PROBLEM: Once you reach the line that contains "Reviewer note: every instance of the bare", retype it and each later line exactly as written, stopping only at the end of the listing.

INPUT RECORDS:

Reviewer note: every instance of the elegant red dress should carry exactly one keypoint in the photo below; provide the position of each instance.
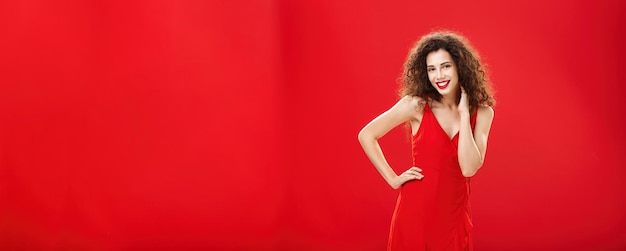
(433, 213)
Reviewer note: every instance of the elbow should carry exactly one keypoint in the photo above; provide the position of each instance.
(469, 171)
(363, 136)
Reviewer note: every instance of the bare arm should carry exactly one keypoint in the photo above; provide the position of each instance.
(473, 145)
(403, 111)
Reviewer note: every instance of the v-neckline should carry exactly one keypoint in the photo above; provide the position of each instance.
(439, 125)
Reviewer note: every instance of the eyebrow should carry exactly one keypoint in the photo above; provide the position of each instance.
(439, 64)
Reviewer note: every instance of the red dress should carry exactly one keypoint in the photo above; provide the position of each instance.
(433, 213)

RESPONSE AREA:
Reviewer note: every instance of the bare arm should carry exactly one keypoint in the photo above; provide the position of each instance.
(473, 145)
(403, 111)
Reviewer note: every instance of the v-neckline should carry exactly one keypoint in the photo above; provide the position of each instance.
(439, 125)
Reviewer note: every instance of the eyebrow should carry exactly one keypoint in the photo above; provide the position of each instance.
(439, 64)
Reviewer note: every instance of the red dress should carry exactly one keypoint in the photo above; provide the position of each instance.
(433, 213)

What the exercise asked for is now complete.